### Excerpt to read
— Start —

The signs that the national interest was being sacrificed by an unaccountable extra-constitutional entity wielding immense power, whose foreign background, antecedents, travels and interactions – both within India and abroad - have never been fully investigated or allowed to be revealed was suspected by many in political, and media circles and certainly by all those in close proximity to the power hierarchy in the capital, not to mention foreign circles. The prime minister’s acquiescence to diktats from 10 Janpath are recorded in Baru’s book; what has not been recorded is the utter helplessness and lack of spine shown by the man when he was bypassed by ministers and bureaucrats, including in the PMO, carrying out instructions of Mrs. Gandhi without even keeping him informed. Close friends of the PM whom he confided in often have revealed his anguish at some of the incidents where he was kept totally in the dark. One of these, according to sources close to the PM relates to the de-freezing of Quatrochi’s account in the UK . The matter was sub judice. Yet it is most unlikely that the Law or Home ministries would have kept record of the directions for its execution.  

            Such serious misconduct should have alarmed the entire cabinet and the senior civil servants in the government. Apparently no one protested in the charmed circle of ministers appointed by Soniaji. One of the biggest anti-national acts was carried out by the lady right at the beginning of UPA I when she selected Shivraj Patil to be the Home Minister of India at a time when the country was exposed to serious threats from terrorism, both home grown and from across the border(s); a good parliamentarian who was clearly out of his depth as home minister. He had been placed there with a one-point agenda: to clear all cases against Quattrochi. He delivered admirably and finally when his deficiencies could not be condoned any longer after 26/11 he was relieved among strong public clamour and replaced by Mr. Chidambram, a far abler person for the job. On occasions when the media criticized Mr. Patil he was on record as saying that he was satisfied that the authority that had placed him in the home minister’s chair was pleased with his performance. Evidently that is all he cared about. Madam was pleased. He had delivered. It began and ended there. How did it matter what the nation felt. The Law Ministry played its part equally admirably. Both the law and the home ministers, when the pressure to replace them could not be opposed any longer were dispatched as governors, rewarded for outstanding devotion to duty – not to the nation; to the lady at 10 Janpath. Not a whimper from the PM or his cabinet colleagues. Examples from other ministries and agencies – many now in the public domain or part of PILs before the Court – abound. In a few years they will all come tumbling out. Actually what happened in the UPA decades when Sonia G wielded unchallenged power was a throw back to an earlier era. She was privy to the fact that during Rajiv Gandhi’s regime Quatrochi wielded enormous power. He could walk into almost any ministry without let or hindrance and influence decisions. He was a law unto himself. Sonia Gandhi evidently watched the master influence peddler with awe and admiration. She did not know that she would have her day. It came sooner than she expected.

— End —

### Data listing
— Start —

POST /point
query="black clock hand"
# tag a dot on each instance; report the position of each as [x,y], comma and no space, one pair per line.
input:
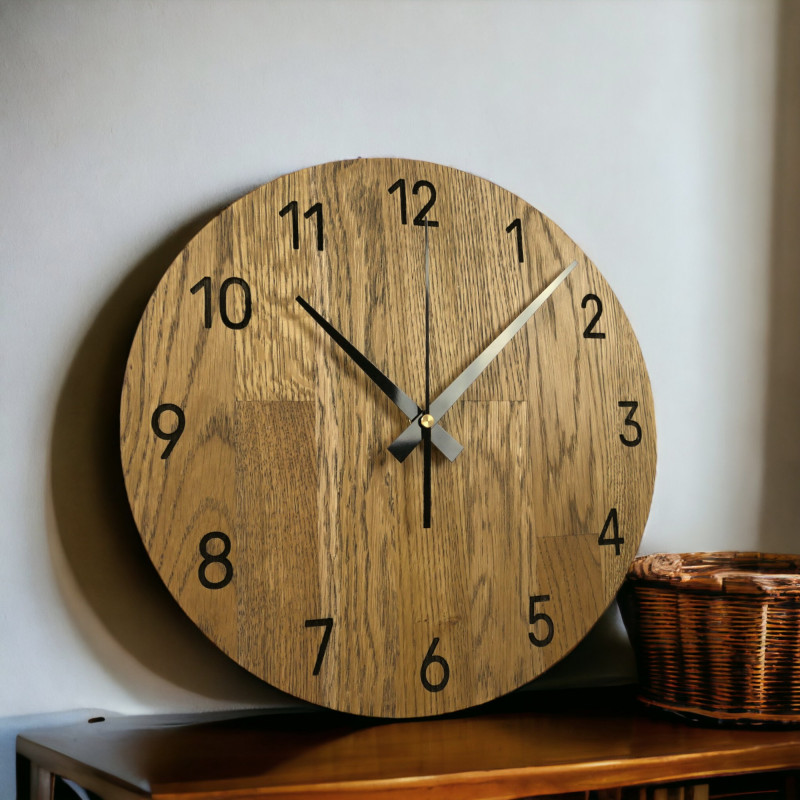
[441,439]
[426,431]
[402,446]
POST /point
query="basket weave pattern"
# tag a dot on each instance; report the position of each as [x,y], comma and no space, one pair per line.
[717,634]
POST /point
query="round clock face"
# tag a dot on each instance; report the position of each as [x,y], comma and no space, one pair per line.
[388,437]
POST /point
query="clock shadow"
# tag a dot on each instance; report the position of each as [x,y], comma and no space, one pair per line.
[93,519]
[780,499]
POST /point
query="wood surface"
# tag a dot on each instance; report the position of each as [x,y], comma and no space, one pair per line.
[538,745]
[285,442]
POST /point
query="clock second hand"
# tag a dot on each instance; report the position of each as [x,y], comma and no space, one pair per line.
[402,446]
[426,428]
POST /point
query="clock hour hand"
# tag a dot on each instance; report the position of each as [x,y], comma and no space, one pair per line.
[403,445]
[440,438]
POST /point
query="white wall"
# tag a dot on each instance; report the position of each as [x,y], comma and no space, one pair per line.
[646,130]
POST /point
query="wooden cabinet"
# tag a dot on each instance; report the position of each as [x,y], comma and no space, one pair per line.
[579,744]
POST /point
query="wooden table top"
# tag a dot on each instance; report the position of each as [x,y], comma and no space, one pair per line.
[527,744]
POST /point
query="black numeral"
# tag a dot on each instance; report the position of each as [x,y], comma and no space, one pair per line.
[314,211]
[539,616]
[327,623]
[420,218]
[208,312]
[629,420]
[170,436]
[215,558]
[516,226]
[616,540]
[430,659]
[590,332]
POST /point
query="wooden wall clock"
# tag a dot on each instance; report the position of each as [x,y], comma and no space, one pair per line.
[388,437]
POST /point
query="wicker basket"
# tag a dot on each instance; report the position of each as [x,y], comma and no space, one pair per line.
[717,635]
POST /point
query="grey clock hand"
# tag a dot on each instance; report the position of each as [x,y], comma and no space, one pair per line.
[442,440]
[402,446]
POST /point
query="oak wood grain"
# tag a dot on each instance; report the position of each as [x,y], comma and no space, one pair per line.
[285,445]
[542,744]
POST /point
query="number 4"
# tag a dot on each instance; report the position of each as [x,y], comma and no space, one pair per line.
[616,540]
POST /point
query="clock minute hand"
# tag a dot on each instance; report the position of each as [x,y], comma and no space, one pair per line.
[403,445]
[440,438]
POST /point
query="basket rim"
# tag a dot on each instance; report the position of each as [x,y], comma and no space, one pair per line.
[725,572]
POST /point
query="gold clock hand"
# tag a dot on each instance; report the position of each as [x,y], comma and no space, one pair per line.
[405,443]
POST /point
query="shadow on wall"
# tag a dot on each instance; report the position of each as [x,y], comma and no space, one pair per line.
[780,512]
[93,518]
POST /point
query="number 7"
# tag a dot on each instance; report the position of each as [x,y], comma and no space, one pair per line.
[327,623]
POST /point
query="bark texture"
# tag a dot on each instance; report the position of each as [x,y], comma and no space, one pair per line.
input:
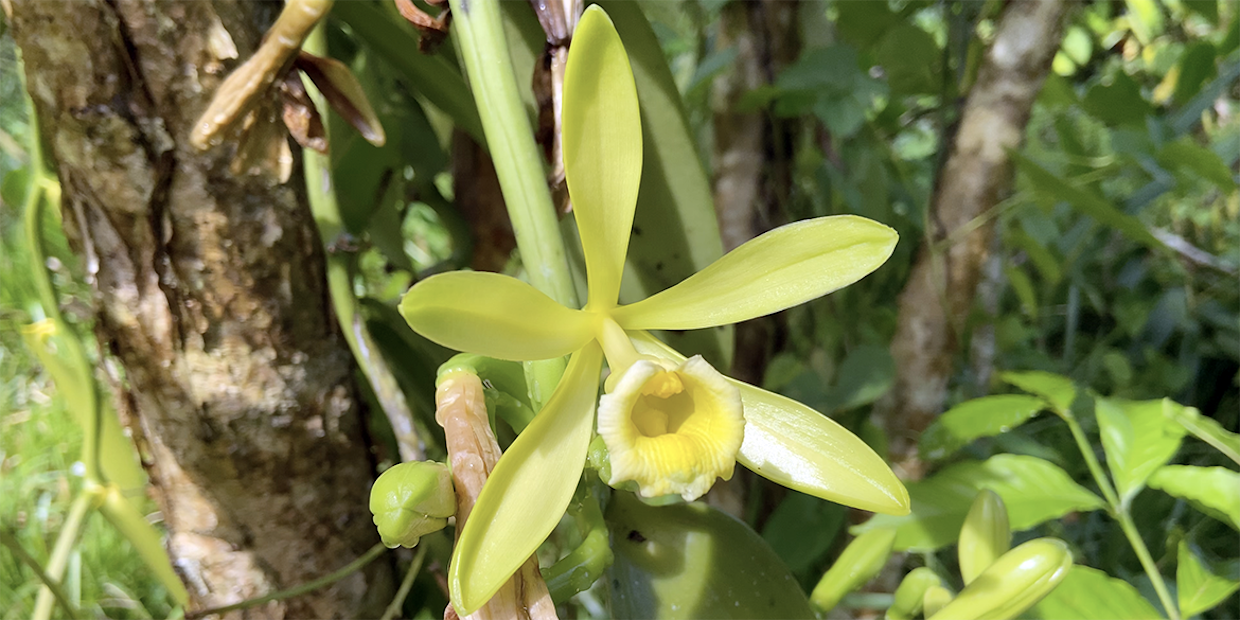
[210,292]
[941,288]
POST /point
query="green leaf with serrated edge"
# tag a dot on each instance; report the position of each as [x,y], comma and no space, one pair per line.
[675,228]
[1033,490]
[692,562]
[1208,429]
[1091,594]
[1214,491]
[1057,389]
[1197,588]
[858,563]
[972,419]
[1086,202]
[1137,439]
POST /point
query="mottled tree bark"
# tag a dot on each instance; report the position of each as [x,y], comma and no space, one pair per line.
[943,285]
[210,292]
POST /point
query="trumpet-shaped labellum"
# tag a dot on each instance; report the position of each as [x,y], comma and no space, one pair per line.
[499,316]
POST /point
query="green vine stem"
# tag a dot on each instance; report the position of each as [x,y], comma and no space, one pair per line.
[61,551]
[393,609]
[1120,512]
[325,210]
[479,34]
[347,569]
[51,584]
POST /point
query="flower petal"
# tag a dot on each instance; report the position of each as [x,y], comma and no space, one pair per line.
[602,139]
[530,487]
[783,268]
[494,315]
[799,448]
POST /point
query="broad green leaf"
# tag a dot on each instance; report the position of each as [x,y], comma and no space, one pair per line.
[779,269]
[1033,490]
[675,228]
[985,536]
[1195,67]
[801,531]
[1091,594]
[1197,588]
[692,562]
[1208,429]
[432,76]
[602,134]
[494,315]
[530,489]
[801,449]
[1186,154]
[858,563]
[1214,491]
[1057,389]
[981,417]
[1137,439]
[1086,202]
[1013,583]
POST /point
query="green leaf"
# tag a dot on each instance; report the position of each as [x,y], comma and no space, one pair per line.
[1186,155]
[602,135]
[1197,588]
[1195,67]
[1208,429]
[1057,389]
[1032,489]
[1091,594]
[691,562]
[802,528]
[912,60]
[1137,439]
[1086,202]
[1214,491]
[1116,99]
[972,419]
[858,563]
[675,228]
[1208,9]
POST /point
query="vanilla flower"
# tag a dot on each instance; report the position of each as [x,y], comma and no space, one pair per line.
[671,425]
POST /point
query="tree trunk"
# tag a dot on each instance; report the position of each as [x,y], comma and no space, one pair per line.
[941,289]
[210,292]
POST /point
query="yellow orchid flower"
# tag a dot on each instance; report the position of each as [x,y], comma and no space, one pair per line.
[671,425]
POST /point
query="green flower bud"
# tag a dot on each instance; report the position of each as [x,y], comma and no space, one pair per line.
[935,598]
[1012,584]
[909,597]
[859,562]
[985,537]
[412,500]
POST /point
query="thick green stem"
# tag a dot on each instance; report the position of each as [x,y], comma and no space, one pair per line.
[1147,562]
[50,584]
[1120,511]
[61,551]
[352,567]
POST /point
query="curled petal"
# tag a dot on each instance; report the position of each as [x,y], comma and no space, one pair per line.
[494,315]
[796,447]
[602,149]
[528,490]
[780,269]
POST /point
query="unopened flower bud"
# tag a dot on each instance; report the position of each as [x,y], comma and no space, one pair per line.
[412,500]
[985,536]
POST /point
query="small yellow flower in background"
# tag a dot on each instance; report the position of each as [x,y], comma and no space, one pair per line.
[672,429]
[672,425]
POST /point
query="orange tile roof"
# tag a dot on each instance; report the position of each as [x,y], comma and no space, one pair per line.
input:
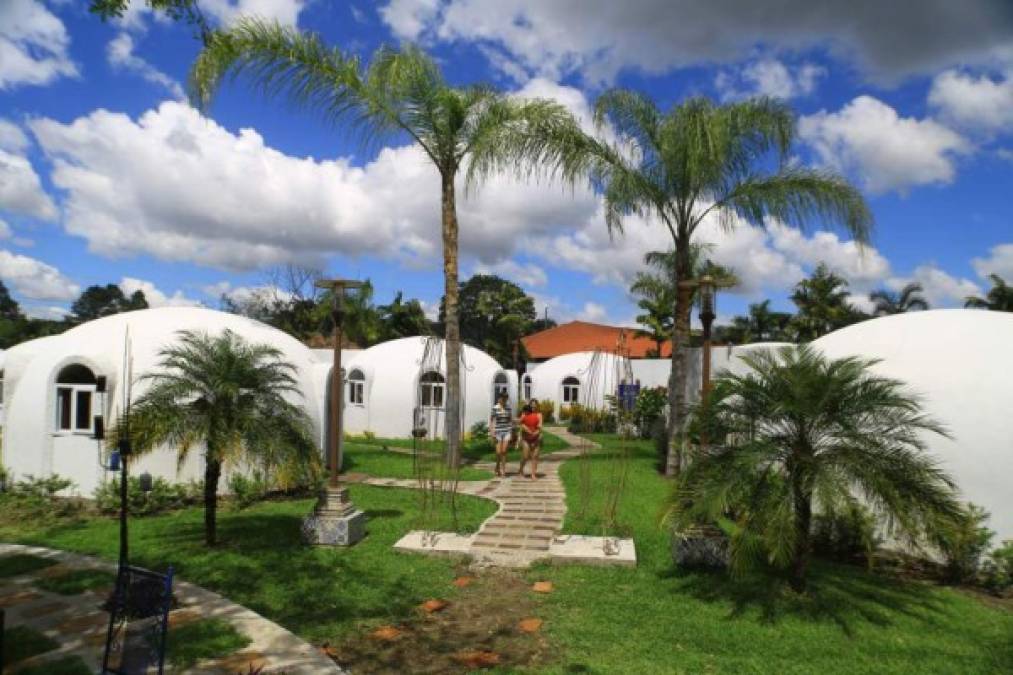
[583,336]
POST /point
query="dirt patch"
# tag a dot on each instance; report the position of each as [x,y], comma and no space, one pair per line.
[480,627]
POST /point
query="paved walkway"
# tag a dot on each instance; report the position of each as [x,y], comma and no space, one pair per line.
[77,623]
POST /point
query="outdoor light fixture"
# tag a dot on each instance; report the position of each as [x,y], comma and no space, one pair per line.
[335,521]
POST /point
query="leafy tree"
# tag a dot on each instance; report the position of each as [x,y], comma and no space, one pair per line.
[999,297]
[230,396]
[403,319]
[823,304]
[97,301]
[698,158]
[760,325]
[800,433]
[400,93]
[908,299]
[494,314]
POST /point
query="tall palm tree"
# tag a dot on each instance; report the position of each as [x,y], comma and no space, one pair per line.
[233,398]
[399,94]
[800,433]
[823,304]
[694,160]
[999,297]
[907,299]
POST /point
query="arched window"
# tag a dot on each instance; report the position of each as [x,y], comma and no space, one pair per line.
[432,385]
[75,390]
[500,386]
[357,387]
[571,390]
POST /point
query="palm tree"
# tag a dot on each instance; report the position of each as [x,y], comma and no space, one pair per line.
[823,304]
[399,94]
[999,298]
[802,433]
[908,299]
[693,160]
[233,398]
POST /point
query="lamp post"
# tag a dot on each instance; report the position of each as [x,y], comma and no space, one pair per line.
[335,521]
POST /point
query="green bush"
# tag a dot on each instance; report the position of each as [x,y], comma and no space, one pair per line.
[963,541]
[590,421]
[648,408]
[847,534]
[247,490]
[164,496]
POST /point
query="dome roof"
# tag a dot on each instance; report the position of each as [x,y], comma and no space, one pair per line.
[960,363]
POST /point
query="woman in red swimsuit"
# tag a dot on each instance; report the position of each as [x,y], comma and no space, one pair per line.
[531,437]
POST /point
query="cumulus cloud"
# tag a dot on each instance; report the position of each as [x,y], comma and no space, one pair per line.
[886,151]
[599,39]
[178,186]
[979,103]
[33,279]
[21,190]
[999,261]
[33,44]
[769,77]
[120,53]
[154,296]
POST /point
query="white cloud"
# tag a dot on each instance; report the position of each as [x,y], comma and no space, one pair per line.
[33,45]
[523,274]
[153,295]
[12,138]
[33,279]
[978,103]
[939,288]
[598,39]
[887,152]
[769,77]
[999,261]
[20,189]
[178,186]
[227,11]
[120,53]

— End —

### Brief A
Check each statement against the excerpt about the UPA government and answer yes or no, quoting the words of the excerpt that decide it. (i) Shivraj Patil was replaced as home minister by Mr. Chidambram after 26/11. (ii) The prime minister protested when the law and home ministers were sent off as governors. (iii) During Rajiv Gandhi's regime, Quatrochi could walk into almost any ministry.
### Brief B
Carry on writing the excerpt about the UPA government, starting after its last sentence.

### Written response A
(i) Yes: "he was relieved among strong public clamour and replaced by Mr. Chidambram"
(ii) No: "Not a whimper from the PM or his cabinet colleagues."
(iii) Yes: "He could walk into almost any ministry without let or hindrance and influence decisions."

### Written response B
            Denials about classified files being shown in 10 Janpath are not likely to convince the people of India . There would be many in the government who would be willing to swear to the goings-on on affidavit were they to be summoned by the courts should a new government or the courts decide on a SIT to investigate the comprehensive destruction of parliamentary democracy as embodied and embedded in the PM and the Council of Ministers according to the Constitution. Several pronouncements and actions from 10 Janpath bespeak a good grasp of classified matters. There can hardly be any doubt that the list of holders of illegal monies stashed abroad was made know to her and through her to the charmed 10 Janpath circle. A RTI query was passed around between the cabinet secretary and the MEA without eliciting any worthwhile response. Questions are bound to arise as to whether such information was used to keep the wrong-doers in check or whether they were made to part with some of the wealth – to whom?

            A yet more grave matter is the goings-on within 10 Janpath and the guests who stayed there, mostly family and friends from abroad as there would be no one left in the Nehru or Feroze Gandhi families  who would be welcome to stay.  Such secrecy should be unacceptable where ultimate authority is wielded by an extra-constitutional authority or family not bound by any oath of secrecy. It is well on the cards that nationally important matters would have been discussed in family circles within the hallowed precincts. By the same token sudden visits abroad at critical junctures by Mrs. Gandhi and on occasions accompanied by her children (quite apart from the US visits for treatment) were surrounded by such a veil of secrecy that they defy any reasonable explanation. Links to the events that could have threatened the dynasty’s interests can be gleaned. Followed through logically they lead into a frightening dark alley. 

Whatever the secrecy within the country there are foreign agencies that kept track of the places visited and much else. Indian embassies were seldom kept in the picture. In fact, after the Bofors exposures ambassadors of India to sensitive countries in Europe were reportedly selected keeping in mind the loyalty factor and the need to ensure that the embassies did not make requests for embarrassing details. After the revelations of the book should one make the assumption that something similar could be happening even now after the Augusta-Westland case came to light?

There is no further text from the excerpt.